In the entries below, begin at the line with "the woman's arm" and stop after the line with "of the dog's"; output those lines exactly and omit the pictures.

[[ Given records, beginning ]]

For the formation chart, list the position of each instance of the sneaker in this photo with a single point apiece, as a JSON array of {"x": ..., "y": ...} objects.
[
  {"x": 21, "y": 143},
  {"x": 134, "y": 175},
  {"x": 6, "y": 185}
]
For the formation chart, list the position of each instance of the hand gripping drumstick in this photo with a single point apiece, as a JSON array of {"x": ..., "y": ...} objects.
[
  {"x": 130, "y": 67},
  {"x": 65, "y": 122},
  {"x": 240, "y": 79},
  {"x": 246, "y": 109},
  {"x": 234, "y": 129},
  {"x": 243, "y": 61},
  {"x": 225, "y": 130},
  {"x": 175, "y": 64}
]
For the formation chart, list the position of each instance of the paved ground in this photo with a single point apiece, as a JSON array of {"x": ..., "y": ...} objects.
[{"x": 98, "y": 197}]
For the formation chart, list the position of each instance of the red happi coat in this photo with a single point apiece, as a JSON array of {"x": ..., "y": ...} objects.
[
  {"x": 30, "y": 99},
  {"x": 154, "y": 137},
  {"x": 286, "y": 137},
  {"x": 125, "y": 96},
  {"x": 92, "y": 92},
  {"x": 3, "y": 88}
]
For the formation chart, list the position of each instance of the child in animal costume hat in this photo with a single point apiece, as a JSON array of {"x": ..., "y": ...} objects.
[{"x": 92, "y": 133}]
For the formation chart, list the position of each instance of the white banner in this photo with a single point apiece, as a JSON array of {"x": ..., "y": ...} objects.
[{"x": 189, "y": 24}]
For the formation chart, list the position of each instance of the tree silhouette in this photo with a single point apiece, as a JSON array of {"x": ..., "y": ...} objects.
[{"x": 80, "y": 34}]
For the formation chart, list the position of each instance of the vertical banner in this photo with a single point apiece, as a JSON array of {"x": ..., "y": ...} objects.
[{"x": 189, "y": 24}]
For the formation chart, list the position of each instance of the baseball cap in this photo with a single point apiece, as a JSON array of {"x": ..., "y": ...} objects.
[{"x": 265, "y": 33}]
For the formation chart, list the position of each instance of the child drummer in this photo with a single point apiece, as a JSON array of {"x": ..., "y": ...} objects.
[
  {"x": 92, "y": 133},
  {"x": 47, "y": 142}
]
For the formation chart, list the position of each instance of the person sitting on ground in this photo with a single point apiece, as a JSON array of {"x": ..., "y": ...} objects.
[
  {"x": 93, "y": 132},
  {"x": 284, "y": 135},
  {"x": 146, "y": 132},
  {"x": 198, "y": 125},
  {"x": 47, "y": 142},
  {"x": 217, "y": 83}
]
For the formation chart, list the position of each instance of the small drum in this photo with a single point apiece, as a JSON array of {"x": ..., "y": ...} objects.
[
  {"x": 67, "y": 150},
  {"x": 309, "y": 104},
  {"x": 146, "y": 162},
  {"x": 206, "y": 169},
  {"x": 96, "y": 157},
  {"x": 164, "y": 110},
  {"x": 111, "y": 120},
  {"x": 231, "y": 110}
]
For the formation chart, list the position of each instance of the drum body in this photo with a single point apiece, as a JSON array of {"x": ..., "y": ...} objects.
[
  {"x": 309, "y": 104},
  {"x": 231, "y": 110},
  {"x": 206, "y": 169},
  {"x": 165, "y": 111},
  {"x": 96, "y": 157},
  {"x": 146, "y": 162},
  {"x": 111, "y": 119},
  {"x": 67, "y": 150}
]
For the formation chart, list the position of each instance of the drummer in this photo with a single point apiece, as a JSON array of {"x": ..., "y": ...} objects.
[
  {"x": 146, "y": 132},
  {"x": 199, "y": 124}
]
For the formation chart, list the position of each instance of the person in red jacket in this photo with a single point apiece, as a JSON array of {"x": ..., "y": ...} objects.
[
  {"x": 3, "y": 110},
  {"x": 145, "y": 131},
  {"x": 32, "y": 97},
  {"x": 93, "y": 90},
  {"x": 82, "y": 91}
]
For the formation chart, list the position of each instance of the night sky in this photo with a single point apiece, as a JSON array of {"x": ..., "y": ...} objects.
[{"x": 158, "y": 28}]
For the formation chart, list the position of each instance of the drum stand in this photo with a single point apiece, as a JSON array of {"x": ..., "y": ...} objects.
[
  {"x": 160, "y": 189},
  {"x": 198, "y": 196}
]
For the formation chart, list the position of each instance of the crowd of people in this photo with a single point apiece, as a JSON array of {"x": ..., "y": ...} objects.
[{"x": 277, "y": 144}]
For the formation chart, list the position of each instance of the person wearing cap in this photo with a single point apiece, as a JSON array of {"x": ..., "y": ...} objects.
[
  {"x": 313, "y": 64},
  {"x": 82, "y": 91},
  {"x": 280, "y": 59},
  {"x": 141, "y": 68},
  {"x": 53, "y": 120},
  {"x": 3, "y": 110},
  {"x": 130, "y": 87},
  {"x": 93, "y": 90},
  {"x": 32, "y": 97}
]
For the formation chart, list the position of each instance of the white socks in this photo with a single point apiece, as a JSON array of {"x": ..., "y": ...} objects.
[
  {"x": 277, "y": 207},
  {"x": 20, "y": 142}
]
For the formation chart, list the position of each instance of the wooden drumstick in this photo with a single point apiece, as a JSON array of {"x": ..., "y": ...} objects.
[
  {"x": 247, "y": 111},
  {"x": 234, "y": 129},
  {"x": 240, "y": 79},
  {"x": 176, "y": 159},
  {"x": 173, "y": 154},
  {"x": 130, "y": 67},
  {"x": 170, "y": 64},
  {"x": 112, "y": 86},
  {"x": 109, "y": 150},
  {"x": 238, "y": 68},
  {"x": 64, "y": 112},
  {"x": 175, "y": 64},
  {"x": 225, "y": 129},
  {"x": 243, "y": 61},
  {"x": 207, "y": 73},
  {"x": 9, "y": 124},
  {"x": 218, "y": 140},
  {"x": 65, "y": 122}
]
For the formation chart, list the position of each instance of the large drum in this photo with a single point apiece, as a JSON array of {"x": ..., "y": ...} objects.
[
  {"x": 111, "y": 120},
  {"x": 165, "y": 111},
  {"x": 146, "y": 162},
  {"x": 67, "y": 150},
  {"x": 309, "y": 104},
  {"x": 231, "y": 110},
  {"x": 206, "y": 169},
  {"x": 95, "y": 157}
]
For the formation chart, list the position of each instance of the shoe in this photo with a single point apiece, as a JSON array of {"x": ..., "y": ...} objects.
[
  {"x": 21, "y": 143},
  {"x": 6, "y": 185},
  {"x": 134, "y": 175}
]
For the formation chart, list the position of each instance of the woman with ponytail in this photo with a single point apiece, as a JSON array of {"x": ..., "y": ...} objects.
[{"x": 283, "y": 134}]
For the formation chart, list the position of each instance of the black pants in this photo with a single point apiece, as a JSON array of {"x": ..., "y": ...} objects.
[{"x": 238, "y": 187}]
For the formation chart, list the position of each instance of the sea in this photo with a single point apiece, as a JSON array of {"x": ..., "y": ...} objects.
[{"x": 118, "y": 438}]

[[ Given records, end ]]
[[ Given records, beginning ]]

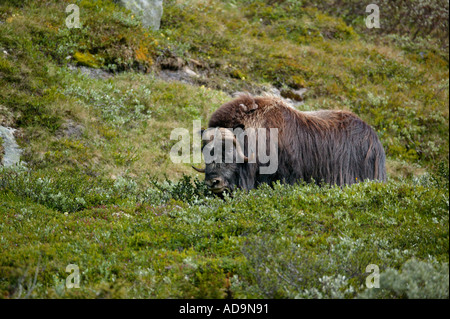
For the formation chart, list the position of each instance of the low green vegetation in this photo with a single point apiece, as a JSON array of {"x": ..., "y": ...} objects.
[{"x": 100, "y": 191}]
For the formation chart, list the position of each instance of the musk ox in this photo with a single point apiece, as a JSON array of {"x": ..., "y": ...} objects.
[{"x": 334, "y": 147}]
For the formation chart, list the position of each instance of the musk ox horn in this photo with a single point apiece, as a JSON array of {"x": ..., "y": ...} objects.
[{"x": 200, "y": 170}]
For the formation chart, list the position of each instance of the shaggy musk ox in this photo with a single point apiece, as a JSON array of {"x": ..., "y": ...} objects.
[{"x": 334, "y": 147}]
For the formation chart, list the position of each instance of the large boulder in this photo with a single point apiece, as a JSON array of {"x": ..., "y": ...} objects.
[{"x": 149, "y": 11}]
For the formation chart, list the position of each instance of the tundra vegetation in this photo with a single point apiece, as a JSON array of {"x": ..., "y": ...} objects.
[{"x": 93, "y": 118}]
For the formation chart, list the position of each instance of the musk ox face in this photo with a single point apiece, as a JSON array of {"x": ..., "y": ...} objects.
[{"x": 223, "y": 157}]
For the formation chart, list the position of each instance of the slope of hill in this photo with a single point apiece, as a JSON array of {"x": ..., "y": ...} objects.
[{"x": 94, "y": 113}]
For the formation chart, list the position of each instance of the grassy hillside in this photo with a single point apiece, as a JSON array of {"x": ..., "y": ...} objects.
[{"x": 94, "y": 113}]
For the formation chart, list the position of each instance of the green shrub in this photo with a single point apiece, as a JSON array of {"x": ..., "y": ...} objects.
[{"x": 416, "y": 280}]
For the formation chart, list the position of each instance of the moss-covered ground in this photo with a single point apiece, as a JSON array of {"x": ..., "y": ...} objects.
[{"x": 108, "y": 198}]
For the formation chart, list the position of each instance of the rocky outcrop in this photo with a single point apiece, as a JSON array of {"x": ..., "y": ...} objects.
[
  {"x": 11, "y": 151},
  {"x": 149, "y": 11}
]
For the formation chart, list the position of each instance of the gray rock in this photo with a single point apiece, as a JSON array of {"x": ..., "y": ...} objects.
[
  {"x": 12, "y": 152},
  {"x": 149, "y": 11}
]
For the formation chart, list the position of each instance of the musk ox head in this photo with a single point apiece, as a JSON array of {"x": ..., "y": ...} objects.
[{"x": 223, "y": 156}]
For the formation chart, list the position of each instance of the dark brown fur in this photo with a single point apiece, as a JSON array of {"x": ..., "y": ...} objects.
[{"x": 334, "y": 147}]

[[ Given records, end ]]
[[ Given records, beginning ]]

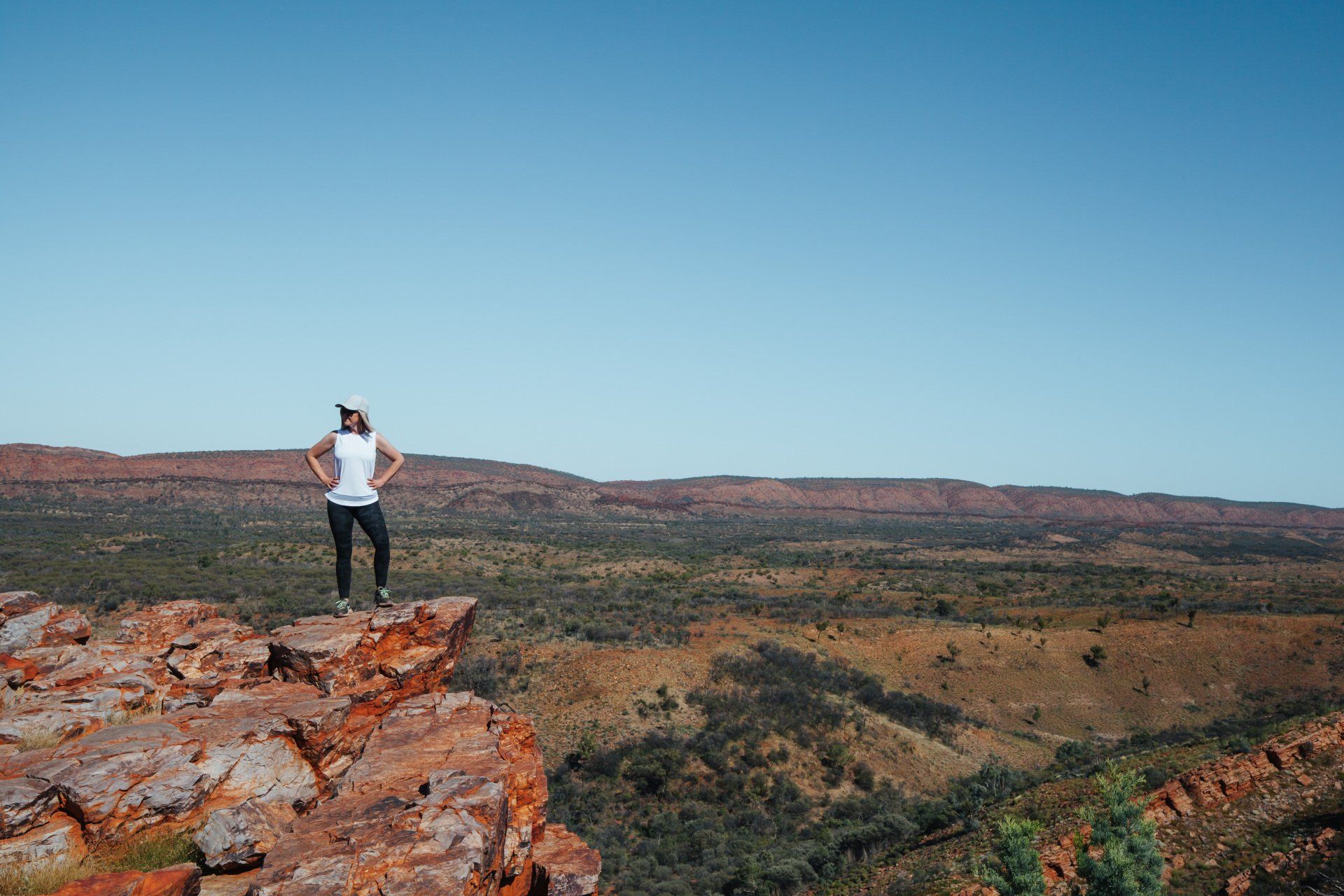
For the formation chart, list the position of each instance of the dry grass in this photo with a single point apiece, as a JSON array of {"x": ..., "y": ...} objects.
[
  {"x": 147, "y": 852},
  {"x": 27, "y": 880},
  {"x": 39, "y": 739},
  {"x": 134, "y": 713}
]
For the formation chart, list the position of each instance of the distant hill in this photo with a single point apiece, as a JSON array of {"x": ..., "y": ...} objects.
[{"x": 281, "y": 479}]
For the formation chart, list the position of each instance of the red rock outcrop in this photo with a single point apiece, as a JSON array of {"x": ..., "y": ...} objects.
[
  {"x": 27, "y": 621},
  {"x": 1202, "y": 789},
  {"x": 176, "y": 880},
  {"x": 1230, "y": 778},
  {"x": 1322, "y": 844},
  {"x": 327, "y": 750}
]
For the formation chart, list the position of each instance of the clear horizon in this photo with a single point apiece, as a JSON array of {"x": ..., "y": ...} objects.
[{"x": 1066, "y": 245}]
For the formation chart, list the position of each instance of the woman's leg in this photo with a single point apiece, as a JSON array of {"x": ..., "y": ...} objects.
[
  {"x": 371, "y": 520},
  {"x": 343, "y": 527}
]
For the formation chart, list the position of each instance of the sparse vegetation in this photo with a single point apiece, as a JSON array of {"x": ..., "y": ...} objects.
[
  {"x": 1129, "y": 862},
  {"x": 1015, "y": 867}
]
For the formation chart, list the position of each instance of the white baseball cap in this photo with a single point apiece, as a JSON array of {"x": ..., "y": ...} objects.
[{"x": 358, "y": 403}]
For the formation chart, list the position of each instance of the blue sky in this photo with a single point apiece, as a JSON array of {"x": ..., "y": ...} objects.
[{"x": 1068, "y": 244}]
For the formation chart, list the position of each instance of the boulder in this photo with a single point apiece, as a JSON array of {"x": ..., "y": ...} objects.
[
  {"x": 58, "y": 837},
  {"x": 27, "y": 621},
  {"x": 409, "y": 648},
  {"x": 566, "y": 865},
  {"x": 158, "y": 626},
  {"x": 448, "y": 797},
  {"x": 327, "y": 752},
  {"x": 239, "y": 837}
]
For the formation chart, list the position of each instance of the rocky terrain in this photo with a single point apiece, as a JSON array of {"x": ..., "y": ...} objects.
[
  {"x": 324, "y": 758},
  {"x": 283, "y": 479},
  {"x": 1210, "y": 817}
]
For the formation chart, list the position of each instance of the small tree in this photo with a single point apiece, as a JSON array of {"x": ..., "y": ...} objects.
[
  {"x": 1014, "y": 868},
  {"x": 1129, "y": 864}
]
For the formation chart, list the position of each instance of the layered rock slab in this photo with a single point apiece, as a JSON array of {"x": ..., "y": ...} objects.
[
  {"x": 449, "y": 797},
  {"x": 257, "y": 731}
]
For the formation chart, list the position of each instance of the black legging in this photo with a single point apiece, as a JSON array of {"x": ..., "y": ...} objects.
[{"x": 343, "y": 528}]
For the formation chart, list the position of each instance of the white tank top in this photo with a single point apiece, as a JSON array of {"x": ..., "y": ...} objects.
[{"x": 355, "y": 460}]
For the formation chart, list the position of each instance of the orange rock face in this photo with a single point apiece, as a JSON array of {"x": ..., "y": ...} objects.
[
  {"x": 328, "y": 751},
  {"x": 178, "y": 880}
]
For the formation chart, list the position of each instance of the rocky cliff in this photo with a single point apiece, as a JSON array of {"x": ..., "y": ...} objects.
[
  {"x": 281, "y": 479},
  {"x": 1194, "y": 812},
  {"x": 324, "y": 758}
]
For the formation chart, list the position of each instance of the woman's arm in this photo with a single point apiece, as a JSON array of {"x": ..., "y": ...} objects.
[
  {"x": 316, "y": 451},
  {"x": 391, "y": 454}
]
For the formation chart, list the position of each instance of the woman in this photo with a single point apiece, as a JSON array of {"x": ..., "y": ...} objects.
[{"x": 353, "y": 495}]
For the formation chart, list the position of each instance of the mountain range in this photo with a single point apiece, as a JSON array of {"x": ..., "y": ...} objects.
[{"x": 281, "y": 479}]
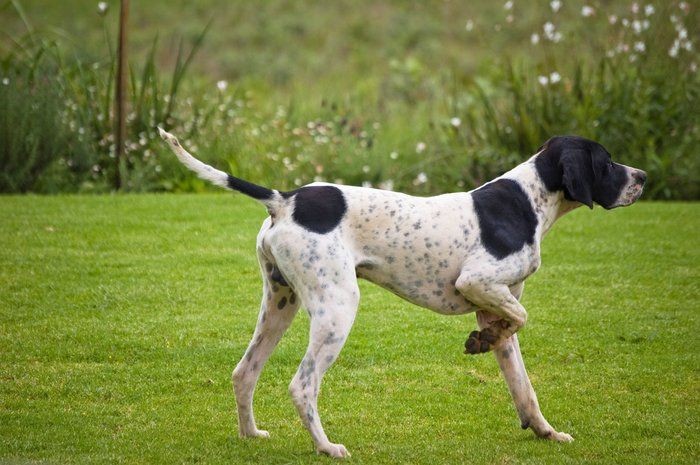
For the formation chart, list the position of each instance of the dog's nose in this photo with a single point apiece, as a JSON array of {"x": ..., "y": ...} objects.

[[ Given records, end ]]

Answer space:
For the formation chart, list the position of each instance of the woman's arm in this photo with a single point apiece, as a JSON array of {"x": ..., "y": ...} objects.
[
  {"x": 316, "y": 451},
  {"x": 391, "y": 454}
]
For the formation chart, list the position of each instance of the woman in this photo with a single point apiece, as a JSON array of {"x": ..., "y": ...} objects.
[{"x": 353, "y": 495}]
For the formation chart, list the position of each instance of the mountain range in this photo with a single point apiece, as a JSON array of {"x": ..., "y": ...} objects.
[{"x": 281, "y": 479}]
For the formation chart, list the position of each instance of the dog's nose in this photo with a single point apiece, as a JSON array of {"x": ..., "y": ...} objects.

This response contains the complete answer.